# TO DO
Could you reproduce all of the following entries exactly?

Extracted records
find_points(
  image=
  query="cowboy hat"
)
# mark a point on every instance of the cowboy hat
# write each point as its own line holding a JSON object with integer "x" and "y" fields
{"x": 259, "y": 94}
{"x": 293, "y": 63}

# TASK OUTPUT
find_points(
  image=
  query="cowboy hat"
)
# mark a point on every instance of the cowboy hat
# write each point as its own line holding a JSON object with integer "x" and "y" fields
{"x": 259, "y": 94}
{"x": 293, "y": 63}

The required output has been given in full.